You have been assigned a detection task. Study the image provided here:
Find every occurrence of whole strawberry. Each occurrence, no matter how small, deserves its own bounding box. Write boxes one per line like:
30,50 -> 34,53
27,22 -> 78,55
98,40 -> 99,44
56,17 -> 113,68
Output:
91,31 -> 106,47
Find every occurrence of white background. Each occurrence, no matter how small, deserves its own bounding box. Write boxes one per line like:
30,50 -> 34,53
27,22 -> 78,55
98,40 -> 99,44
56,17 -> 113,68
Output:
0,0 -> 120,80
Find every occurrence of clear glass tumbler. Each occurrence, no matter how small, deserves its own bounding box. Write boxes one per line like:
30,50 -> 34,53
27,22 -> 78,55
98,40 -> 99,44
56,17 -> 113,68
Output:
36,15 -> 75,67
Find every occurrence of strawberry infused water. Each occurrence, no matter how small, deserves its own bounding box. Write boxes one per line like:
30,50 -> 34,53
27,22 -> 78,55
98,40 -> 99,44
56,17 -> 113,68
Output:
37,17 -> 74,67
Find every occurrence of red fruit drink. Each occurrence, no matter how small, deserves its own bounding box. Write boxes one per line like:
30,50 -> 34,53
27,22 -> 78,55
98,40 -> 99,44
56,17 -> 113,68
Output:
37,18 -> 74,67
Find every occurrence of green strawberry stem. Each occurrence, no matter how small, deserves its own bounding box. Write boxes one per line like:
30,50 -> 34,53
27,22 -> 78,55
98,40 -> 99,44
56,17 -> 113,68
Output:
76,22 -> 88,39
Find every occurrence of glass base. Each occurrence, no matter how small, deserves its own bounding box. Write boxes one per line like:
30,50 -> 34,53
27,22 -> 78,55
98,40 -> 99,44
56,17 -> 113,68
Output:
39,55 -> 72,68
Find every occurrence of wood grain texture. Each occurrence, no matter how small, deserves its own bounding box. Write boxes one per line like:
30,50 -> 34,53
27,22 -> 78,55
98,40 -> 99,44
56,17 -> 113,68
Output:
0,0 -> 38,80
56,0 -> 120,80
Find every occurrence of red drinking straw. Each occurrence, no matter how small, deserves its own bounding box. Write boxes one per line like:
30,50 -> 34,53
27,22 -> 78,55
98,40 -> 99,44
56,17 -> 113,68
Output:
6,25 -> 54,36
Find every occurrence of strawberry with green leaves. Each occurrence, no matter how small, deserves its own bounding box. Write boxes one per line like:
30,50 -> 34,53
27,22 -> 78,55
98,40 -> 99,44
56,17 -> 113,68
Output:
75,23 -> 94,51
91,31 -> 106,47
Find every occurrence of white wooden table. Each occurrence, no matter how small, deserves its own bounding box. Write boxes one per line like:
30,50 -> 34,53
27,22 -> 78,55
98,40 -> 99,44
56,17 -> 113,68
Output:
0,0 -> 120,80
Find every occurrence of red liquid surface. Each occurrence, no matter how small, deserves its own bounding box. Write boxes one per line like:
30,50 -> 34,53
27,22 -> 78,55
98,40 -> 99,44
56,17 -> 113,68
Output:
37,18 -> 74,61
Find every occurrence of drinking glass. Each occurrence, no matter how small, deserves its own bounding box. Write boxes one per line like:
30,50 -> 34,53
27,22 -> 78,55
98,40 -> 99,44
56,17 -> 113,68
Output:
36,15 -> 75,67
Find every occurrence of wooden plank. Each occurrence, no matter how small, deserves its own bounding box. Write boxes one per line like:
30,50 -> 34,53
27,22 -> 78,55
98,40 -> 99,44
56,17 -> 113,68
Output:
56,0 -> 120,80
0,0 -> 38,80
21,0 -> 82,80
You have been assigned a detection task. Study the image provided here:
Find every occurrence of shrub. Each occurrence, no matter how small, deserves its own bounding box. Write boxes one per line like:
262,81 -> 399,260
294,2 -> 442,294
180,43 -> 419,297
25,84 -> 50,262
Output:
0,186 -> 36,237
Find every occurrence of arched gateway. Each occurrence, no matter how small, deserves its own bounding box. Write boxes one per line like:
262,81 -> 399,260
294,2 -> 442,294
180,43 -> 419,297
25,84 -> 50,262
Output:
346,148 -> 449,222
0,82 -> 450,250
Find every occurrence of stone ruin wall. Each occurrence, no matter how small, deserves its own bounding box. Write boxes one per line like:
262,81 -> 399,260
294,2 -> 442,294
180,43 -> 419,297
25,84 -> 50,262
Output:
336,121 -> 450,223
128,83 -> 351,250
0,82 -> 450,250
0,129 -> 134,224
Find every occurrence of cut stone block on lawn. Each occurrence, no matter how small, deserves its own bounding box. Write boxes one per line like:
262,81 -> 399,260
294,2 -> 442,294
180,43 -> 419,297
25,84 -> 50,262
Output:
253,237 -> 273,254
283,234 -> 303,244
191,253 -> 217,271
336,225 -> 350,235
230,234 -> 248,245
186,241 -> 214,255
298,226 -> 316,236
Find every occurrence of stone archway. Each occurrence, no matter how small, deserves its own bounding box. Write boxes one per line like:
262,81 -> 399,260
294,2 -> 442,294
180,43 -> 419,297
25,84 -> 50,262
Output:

| Aim of the task |
Write down all the entries again without a single difference.

| Task answer |
You have been assigned a detection task. Study the image provided here:
Find every occurrence of whole strawberry. Each occurrence, no matter how small, deserves its own bounding box. Write boxes one per line like:
30,50 -> 34,53
27,22 -> 78,55
98,40 -> 99,44
56,17 -> 113,68
Output:
91,31 -> 106,47
Find every occurrence of white background. Each occurrence, no matter how small, deserves its own bounding box. Write boxes one per line like:
30,50 -> 34,53
27,22 -> 78,55
98,40 -> 99,44
56,17 -> 113,68
Output:
0,0 -> 120,80
Find every occurrence of clear glass tumbler. Each occurrence, no matter how small, deserves its own bounding box. Write boxes one per line like:
30,50 -> 34,53
27,22 -> 78,55
98,40 -> 99,44
56,17 -> 113,68
Output:
36,15 -> 75,67
Find every occurrence of strawberry infused water. Each occurrence, no matter how small, deserves its own bounding box. Write boxes one per line like:
30,50 -> 34,53
27,22 -> 78,55
98,40 -> 99,44
56,17 -> 113,68
Output:
37,17 -> 74,67
Find every occurrence of red fruit drink. Each occurrence, no matter how small, deserves its own bounding box. Write boxes one per line like:
30,50 -> 34,53
27,22 -> 78,55
98,40 -> 99,44
56,17 -> 113,68
Output:
37,18 -> 74,67
Find every occurrence of green strawberry stem. Each occurrence, no matter how small, deserves its own bounding box. Write boxes one per line like:
30,50 -> 34,53
27,22 -> 78,55
98,40 -> 99,44
56,17 -> 113,68
Output:
76,22 -> 88,39
Find every occurrence of glass base. Each occurrence, no matter how small, deserves its own bounding box. Write boxes one per line like:
30,50 -> 34,53
27,22 -> 78,55
98,40 -> 99,44
56,17 -> 113,68
Output:
39,55 -> 72,68
Find every occurrence of wood grain texture. Each occurrence, no matter how small, deserves its own bounding box. Write boxes one per line like:
30,50 -> 34,53
27,22 -> 78,55
98,40 -> 99,44
56,17 -> 113,68
Output:
0,0 -> 38,80
56,0 -> 120,80
Find every occurrence of red drinking straw. Each occurrence, no matter how small, deserves its own bounding box. Write boxes one per line like:
30,50 -> 34,53
27,22 -> 78,55
98,40 -> 99,44
56,17 -> 113,68
Output:
6,25 -> 54,36
Find every occurrence of strawberry with green leaves. Each occurrence, no matter how small, deserves its own bounding box. Write boxes one per line like:
30,50 -> 34,53
27,22 -> 78,55
98,40 -> 99,44
56,17 -> 113,68
Output:
75,23 -> 94,51
91,31 -> 106,47
Find every occurrence of white wooden table. Each occurrence, no matter how small, deserves its own bounding box. Write boxes one per line like:
30,50 -> 34,53
27,22 -> 78,55
98,40 -> 99,44
56,17 -> 113,68
Output:
0,0 -> 120,80
Find every occurrence of red liquid surface. Each occurrence, no matter how small, deserves its own bounding box. Write boxes one per line like:
30,50 -> 34,53
27,22 -> 78,55
98,40 -> 99,44
56,17 -> 113,68
Output:
37,18 -> 74,61
Find every occurrence of drinking glass. Each occurrence, no matter how small, deserves its own bounding box. Write boxes one per line like:
30,50 -> 34,53
27,22 -> 78,55
98,40 -> 99,44
56,17 -> 113,68
Output:
36,15 -> 75,67
Find every occurrence of wooden plank. Each occurrence, no matter how small, deserves its own bounding box. Write boxes one per line like:
30,50 -> 34,53
27,22 -> 78,55
98,40 -> 99,44
56,17 -> 113,68
Output:
56,0 -> 120,80
0,0 -> 38,80
21,0 -> 82,80
You have been assigned a detection task. Study the image provided here:
Find every occurrence of shrub. Each occurrence, no matter how small, deserves its own bounding box. Write boxes one per line like:
262,81 -> 399,260
294,2 -> 442,294
180,43 -> 419,297
25,84 -> 50,262
Output:
0,186 -> 36,237
Find every occurrence of arched gateway. Each occurrence, no matter how small, deserves its own bounding box. Write boxes one per line like:
262,81 -> 399,260
294,2 -> 442,294
180,43 -> 419,297
25,84 -> 50,262
Output:
346,148 -> 449,222
0,82 -> 450,250
Find every occurrence of stone ruin wall. Each occurrence, no matter how small, deserves its own bounding box. Write boxes one per line like:
262,81 -> 399,260
294,2 -> 442,294
180,43 -> 419,297
25,84 -> 50,262
Output:
336,121 -> 450,223
128,83 -> 351,250
0,82 -> 450,250
0,129 -> 134,224
Find every occurrence of cut stone block on lawn. Each occurrence, no matter how small, deserves its own bounding box. Write boxes one per line like:
262,81 -> 399,260
294,2 -> 442,294
180,43 -> 419,297
25,84 -> 50,262
Output:
253,237 -> 273,254
283,234 -> 303,244
191,253 -> 217,271
336,225 -> 350,235
230,234 -> 248,245
186,241 -> 214,255
298,226 -> 316,236
Find every occurrence of stone archway. Each occurrence, no matter how small, deserves its own bounding box. Write boxes one per line like:
262,81 -> 399,260
294,2 -> 442,294
180,43 -> 419,297
25,84 -> 50,262
Output:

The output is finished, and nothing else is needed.